Short task:
Reproduce the closing part of the entries exactly: the line with "TARGET = kingfisher" and all lines after it, ending with the last line, and nothing else.

begin Dataset records

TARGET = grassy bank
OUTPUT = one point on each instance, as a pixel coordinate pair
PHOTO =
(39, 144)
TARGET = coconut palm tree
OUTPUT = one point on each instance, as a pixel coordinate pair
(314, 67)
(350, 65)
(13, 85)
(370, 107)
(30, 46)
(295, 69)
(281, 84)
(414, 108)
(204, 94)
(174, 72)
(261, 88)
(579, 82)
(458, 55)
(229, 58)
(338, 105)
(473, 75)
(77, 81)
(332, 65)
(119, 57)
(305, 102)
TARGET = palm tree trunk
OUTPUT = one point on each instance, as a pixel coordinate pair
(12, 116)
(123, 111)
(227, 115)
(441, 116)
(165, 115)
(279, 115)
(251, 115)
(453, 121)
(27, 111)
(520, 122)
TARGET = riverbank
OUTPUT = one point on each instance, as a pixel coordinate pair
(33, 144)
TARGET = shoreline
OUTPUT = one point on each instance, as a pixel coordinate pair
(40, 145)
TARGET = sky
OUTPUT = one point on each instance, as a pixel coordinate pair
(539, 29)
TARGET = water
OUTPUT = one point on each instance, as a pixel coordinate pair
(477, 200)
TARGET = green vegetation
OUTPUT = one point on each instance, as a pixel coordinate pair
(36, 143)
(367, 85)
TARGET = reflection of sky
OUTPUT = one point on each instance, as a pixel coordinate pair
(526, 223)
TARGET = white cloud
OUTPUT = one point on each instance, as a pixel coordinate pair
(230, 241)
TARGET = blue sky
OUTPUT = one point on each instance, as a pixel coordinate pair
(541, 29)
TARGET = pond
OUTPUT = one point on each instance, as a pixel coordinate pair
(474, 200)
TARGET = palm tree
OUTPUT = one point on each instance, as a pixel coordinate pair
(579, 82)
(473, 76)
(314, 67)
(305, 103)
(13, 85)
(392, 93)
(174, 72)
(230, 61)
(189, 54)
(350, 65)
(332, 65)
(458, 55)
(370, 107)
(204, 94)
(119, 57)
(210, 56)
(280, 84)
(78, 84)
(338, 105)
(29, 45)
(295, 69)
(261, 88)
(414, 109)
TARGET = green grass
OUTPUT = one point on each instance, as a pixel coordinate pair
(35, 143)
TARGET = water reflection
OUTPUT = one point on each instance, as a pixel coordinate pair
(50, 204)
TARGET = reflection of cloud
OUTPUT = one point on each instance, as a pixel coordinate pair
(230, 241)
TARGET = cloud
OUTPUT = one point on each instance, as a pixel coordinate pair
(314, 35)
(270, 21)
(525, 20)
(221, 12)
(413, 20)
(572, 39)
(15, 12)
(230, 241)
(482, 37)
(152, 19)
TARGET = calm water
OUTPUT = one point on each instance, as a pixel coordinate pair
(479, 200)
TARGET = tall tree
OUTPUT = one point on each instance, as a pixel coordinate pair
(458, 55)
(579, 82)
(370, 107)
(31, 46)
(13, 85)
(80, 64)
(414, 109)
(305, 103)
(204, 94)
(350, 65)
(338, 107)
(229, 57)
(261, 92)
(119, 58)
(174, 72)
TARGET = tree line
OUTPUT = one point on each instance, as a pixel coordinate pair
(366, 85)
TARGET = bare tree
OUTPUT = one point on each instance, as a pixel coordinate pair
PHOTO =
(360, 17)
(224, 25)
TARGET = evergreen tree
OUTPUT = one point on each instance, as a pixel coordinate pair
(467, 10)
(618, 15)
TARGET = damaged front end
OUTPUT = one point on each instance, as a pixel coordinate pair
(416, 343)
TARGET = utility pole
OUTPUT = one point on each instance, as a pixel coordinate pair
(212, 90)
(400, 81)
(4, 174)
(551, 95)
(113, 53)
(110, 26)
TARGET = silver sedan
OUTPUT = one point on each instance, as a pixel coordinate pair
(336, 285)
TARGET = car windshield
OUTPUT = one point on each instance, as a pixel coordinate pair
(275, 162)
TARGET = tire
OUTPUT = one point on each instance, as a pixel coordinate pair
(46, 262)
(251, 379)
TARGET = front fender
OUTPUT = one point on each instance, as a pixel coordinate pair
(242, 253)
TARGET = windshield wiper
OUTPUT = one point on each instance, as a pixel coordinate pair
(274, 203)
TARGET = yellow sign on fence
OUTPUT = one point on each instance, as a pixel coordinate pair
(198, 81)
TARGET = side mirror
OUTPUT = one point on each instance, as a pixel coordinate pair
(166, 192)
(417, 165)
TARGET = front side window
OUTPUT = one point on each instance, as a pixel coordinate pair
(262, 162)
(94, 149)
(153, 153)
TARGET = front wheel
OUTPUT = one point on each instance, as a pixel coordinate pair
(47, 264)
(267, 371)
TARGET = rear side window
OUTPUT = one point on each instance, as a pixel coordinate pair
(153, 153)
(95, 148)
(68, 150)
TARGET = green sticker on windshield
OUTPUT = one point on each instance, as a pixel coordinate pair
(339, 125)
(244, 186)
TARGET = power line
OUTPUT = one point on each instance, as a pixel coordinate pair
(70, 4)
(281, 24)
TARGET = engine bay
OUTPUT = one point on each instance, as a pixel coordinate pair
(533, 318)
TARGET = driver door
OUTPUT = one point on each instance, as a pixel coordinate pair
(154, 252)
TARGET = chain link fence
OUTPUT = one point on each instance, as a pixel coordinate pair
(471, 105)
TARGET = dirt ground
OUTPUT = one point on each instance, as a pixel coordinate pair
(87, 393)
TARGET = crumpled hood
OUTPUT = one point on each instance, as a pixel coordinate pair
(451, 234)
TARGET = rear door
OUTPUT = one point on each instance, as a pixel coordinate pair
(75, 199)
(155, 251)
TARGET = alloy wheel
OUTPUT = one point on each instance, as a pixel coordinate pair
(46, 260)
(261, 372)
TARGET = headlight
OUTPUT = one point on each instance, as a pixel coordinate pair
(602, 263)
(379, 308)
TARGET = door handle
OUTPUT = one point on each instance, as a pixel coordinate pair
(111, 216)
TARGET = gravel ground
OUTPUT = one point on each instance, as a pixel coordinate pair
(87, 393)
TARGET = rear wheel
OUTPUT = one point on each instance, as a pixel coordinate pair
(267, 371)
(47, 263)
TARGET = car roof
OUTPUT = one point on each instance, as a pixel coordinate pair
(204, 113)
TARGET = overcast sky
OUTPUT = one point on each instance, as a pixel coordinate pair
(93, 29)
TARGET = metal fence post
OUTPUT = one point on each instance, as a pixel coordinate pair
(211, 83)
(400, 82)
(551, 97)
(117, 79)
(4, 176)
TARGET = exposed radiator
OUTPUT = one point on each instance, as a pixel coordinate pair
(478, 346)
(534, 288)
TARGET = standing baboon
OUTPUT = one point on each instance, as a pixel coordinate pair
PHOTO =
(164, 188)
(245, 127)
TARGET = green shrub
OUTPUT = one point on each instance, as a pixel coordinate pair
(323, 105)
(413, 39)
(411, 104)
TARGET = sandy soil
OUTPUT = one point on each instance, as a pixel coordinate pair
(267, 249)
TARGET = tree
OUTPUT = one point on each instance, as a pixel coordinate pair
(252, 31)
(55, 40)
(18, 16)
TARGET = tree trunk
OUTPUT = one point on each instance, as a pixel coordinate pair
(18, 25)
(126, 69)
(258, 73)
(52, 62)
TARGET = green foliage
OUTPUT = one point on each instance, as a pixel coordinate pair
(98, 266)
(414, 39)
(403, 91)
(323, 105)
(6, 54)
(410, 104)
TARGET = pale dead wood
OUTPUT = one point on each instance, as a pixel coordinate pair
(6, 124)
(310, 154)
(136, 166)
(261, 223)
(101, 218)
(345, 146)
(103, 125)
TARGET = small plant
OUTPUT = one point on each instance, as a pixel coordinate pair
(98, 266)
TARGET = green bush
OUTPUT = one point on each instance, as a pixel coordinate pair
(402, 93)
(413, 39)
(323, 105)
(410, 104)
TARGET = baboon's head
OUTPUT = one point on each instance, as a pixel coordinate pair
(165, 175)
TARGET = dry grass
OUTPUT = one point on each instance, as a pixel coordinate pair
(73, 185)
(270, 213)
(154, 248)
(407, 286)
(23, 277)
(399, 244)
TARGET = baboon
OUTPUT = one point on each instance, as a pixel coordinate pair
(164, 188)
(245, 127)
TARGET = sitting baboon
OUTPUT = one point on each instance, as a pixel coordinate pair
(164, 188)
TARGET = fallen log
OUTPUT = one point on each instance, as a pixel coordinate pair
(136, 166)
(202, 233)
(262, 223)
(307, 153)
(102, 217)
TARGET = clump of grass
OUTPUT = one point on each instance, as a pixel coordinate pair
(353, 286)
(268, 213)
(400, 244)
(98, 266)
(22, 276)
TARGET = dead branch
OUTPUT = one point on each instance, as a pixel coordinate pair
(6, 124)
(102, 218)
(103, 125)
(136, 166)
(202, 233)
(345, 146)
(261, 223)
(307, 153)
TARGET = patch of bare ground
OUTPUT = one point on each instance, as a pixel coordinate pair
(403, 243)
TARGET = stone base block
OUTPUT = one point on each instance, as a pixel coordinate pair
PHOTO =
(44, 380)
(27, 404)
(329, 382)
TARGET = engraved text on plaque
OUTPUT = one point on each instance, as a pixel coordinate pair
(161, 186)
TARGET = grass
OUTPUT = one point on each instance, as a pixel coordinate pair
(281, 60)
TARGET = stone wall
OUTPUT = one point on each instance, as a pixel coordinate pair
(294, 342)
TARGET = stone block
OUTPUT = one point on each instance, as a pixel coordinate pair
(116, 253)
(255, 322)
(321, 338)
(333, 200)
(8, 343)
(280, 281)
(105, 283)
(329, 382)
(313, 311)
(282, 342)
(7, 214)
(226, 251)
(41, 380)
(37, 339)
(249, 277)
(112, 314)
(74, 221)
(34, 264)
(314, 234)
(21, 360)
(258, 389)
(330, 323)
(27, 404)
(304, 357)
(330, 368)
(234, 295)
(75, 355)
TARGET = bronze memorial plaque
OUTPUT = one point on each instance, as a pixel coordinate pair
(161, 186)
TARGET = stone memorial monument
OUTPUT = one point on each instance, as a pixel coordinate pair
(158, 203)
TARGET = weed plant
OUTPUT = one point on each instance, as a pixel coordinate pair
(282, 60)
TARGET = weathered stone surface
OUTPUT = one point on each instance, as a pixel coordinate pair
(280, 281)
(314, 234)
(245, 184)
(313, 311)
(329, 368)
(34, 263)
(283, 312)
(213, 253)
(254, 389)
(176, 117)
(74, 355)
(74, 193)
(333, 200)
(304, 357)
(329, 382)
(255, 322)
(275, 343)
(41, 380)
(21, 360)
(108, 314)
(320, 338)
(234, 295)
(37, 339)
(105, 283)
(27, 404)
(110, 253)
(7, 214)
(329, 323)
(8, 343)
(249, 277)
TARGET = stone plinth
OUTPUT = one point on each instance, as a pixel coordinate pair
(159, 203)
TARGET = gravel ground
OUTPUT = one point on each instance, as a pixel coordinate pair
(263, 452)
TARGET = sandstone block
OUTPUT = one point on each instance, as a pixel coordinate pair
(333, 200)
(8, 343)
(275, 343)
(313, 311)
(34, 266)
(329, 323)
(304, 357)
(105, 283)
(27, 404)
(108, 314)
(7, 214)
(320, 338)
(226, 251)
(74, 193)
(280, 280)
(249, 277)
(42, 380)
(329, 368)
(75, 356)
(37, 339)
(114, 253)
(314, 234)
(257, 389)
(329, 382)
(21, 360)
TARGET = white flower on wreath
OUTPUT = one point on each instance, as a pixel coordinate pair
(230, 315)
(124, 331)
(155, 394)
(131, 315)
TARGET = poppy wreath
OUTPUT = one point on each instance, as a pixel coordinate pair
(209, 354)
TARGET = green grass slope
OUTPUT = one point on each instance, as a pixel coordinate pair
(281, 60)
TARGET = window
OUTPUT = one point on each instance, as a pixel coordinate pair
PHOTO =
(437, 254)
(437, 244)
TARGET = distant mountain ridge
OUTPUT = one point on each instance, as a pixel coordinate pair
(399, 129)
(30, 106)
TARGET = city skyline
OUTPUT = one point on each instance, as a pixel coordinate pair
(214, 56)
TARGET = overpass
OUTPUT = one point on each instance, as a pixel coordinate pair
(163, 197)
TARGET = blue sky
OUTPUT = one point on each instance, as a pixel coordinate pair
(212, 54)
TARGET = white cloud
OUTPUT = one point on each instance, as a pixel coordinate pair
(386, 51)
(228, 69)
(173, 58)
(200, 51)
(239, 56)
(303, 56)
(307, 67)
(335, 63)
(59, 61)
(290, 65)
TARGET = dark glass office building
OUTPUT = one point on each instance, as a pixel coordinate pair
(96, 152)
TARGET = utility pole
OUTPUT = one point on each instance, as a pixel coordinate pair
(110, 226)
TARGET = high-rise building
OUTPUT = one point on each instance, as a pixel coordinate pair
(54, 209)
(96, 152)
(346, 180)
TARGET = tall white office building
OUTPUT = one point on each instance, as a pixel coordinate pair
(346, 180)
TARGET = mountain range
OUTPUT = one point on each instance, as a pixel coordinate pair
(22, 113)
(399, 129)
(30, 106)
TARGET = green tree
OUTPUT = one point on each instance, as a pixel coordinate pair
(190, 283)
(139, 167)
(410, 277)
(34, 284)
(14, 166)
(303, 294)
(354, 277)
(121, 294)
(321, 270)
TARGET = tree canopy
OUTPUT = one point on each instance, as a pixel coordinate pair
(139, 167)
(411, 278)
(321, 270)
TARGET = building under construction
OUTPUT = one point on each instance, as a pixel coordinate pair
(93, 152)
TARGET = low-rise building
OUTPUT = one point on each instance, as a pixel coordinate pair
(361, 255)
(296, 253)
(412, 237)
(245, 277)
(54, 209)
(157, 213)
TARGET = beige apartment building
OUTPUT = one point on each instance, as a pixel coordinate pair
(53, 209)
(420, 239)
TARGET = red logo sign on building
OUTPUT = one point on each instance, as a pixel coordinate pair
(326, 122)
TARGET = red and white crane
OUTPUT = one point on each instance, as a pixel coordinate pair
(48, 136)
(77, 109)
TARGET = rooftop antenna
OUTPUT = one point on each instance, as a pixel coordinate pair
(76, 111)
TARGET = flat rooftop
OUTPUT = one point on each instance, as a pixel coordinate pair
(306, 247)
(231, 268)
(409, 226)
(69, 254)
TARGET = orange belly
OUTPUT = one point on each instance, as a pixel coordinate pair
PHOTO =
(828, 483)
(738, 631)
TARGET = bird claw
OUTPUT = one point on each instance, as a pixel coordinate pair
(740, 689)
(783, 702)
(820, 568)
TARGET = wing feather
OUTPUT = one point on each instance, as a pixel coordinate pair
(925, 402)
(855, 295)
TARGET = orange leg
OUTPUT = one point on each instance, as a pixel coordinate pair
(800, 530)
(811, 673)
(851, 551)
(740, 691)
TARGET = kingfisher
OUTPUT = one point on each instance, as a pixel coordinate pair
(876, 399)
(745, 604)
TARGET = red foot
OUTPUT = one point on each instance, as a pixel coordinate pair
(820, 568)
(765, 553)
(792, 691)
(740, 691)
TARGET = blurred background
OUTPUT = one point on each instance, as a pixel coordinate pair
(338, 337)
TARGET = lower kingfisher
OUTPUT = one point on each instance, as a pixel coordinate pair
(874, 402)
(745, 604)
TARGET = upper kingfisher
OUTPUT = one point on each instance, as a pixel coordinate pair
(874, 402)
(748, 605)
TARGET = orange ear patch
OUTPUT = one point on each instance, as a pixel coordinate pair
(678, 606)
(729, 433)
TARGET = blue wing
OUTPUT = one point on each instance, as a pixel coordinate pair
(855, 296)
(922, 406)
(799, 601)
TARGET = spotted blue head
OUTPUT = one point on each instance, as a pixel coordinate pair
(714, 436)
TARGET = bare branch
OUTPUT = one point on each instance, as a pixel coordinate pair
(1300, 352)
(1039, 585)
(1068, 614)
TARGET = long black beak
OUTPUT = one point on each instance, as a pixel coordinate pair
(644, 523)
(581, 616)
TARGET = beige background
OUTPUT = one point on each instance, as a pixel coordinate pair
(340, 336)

end Dataset records

Solution for this exercise:
TARGET = kingfisher
OUTPUT = one point on each instance, as a pixel coordinate pair
(876, 399)
(745, 604)
TARGET = red foot
OUTPUT = one point on each instance, as a pixel coordinate pair
(820, 568)
(765, 553)
(792, 691)
(740, 691)
TARGET = blurred background
OUTPUT = one point on each instance, as a pixel coordinate pair
(338, 337)
TARGET = lower kingfisher
OUTPUT = one point on each instance, as a pixel coordinate pair
(874, 402)
(745, 604)
TARGET = upper kingfisher
OUTPUT = one point on each instance, as a pixel coordinate pair
(874, 402)
(748, 605)
TARGET = orange ear patch
OUTPUT = one point on each instance, as a pixel coordinate pair
(678, 606)
(729, 433)
TARGET = blue wing
OUTPUT = one point on each instance, as a pixel coordinate pair
(855, 296)
(922, 406)
(799, 601)
TARGET = spotted blue head
OUTPUT = one point on each instance, as a pixel coordinate pair
(714, 436)
TARGET = bare branch
OUTPUT = one point on each instance, as a pixel coordinate pair
(1300, 352)
(1039, 585)
(1068, 614)
TARGET = long black beak
OUTPUT = one point on each instance, as a pixel coordinate pair
(644, 523)
(581, 616)
TARGET = beige background
OUTPUT = one point on each instance, as a pixel coordinate pair
(340, 336)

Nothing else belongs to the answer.